Consigna 1: Según el texto sobre el mito en los relatos, ¿cuál es la forma más frecuente de usar el mito en un relato?
Consigna 2: Escribe lo que sigue en el texto sobre el mito en los relatos, a partir de su última oración.

Hay distintas formas de
utilizar el mito en un relato. La más frecuente es adaptarlo a las corrientes
del momento, de tal modo que los dioses vistan los ropajes de la época del
autor y actúen como los personajes de su siglo. No obstante, hay otra mucho más
original, que consiste en beber de las fuentes del mito para convertirlo en un
símbolo del propio escritor. De esta manera, este último viaja a la esencia del
arquetipo y lo recrea como si acabara de nacer de sus manos.
En
Historia de dos ciudades, Dickens se apropia de unos mitos tradicionales
y los dota de un sentido nuevo. Echemos una ojeada el comienzo de la novela:
“Era el mejor de los tiempos, era el peor de los tiempos”. Este principio no
solo alude al tópico de la edad dorada, sino que contiene en su enunciado su
propia desmitificación: la edad de bronce o, en palabras del autor inglés, “el
peor de los tiempos”. Esta edad áurea se corresponde con el año cero, necesario
en todo cambio de época (en este caso, la revolución francesa), que crea el
marco apropiado para engendrar nuevos mitos con viejos nombres: las furias, las
parcas y la gorgona.

Datos proporcionados:
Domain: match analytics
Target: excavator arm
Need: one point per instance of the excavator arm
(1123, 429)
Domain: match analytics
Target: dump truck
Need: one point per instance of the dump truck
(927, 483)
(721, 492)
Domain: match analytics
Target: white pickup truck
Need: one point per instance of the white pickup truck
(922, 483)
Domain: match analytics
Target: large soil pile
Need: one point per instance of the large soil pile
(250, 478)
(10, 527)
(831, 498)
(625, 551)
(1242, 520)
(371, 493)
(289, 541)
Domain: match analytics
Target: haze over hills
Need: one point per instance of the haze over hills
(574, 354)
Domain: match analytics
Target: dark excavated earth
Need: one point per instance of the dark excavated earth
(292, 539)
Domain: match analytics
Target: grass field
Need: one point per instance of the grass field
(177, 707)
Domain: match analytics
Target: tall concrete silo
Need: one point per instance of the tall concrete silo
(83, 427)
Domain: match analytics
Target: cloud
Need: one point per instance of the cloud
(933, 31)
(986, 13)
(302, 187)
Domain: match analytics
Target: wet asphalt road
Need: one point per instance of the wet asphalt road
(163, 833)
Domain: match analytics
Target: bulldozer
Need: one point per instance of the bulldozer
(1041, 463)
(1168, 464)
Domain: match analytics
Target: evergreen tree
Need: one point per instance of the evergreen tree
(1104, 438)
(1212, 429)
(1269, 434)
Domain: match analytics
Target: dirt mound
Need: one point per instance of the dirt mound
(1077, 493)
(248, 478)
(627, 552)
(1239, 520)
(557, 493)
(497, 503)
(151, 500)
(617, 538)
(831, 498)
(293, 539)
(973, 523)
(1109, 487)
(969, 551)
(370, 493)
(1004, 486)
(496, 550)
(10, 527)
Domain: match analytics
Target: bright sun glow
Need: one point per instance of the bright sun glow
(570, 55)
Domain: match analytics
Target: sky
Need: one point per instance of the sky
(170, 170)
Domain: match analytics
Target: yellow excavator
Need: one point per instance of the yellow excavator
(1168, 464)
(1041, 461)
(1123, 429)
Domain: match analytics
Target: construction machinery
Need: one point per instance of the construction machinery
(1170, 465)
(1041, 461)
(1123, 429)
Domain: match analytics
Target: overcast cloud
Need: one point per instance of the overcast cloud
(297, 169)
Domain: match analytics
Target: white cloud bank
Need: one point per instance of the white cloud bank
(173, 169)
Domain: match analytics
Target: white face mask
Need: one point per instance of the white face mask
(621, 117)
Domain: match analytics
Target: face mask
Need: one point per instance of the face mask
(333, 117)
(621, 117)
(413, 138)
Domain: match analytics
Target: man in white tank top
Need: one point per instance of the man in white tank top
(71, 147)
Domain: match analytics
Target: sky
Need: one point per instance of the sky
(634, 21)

Respuesta 1: Adaptarlo a las corrientes del momento, de modo que los dioses vistan los ropajes de la época del autor y actúen como los personajes de su siglo.

Respuesta 2:
En
las primeras páginas del relato, asistimos a un baile de máscaras. Los
personajes son caretas que cubren semblantes de estuco y sus cuerpos, figurines
para toda ocasión desde la cuna a la sepultura, que pueden ser deshilachados
como si nunca hubieran vestido a ningún ser vivo. En este decorado “había militares que no tenían el más pequeño
conocimiento militar; marinos que ignoraban por completo lo que era un barco;
empleados civiles que carecían de la menor noción de los negocios [...]
doctores que hacían fortunas curando imaginarios males a sus pacientes [...] No
habrían podido hallar una mujer digna de ser madre. En realidad, a excepción de
poner una criatura en el mundo, cosa que no da casi derecho al título de madre,
poco más conocían aquellas mujeres de tan sagrado ministerio. Las campesinas
conservaban a su lado a sus hijitos desprovistos de elegancia y los criaban y
educaban, pero en la Corte las encantadoras abuelas de sesenta años se vestían
y bailaban como si tuviesen veinte años”.
Termina
el baile y varias diligencias emprenden la vuelta. En la oscuridad, una mujer
nada elegante está tejiendo junto a una fuente, símbolos ambos de la muerte y
del paso del tiempo. Los vehículos corren hacia un destino que está siendo
devanado por unos hilos invisibles. Una de las diligencias es la de un marqués,
asimilada por Dickens a la figura de las furias. Los postillones con sus
látigos se corresponden con las sierpes que cubrían sus cabezas. Estas
perseguían a los condenados por impiedad- en este caso por los
muchos abusos de los nobles – y también las podríamos relacionar con la medusa.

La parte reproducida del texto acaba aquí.